ABOUT THIS EXERCISE:
A complete, exact retyping of the data below is required.
^^^^^^^^^^^^^^^^
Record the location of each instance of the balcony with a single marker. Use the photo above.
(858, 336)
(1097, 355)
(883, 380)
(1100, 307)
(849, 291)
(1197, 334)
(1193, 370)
^^^^^^^^^^^^^^^^
RESULT FOR THIS TASK:
Record the location of each instance of the balcony with a single marker. Use the photo above.
(858, 336)
(1097, 355)
(883, 380)
(1100, 307)
(849, 291)
(1197, 334)
(1193, 370)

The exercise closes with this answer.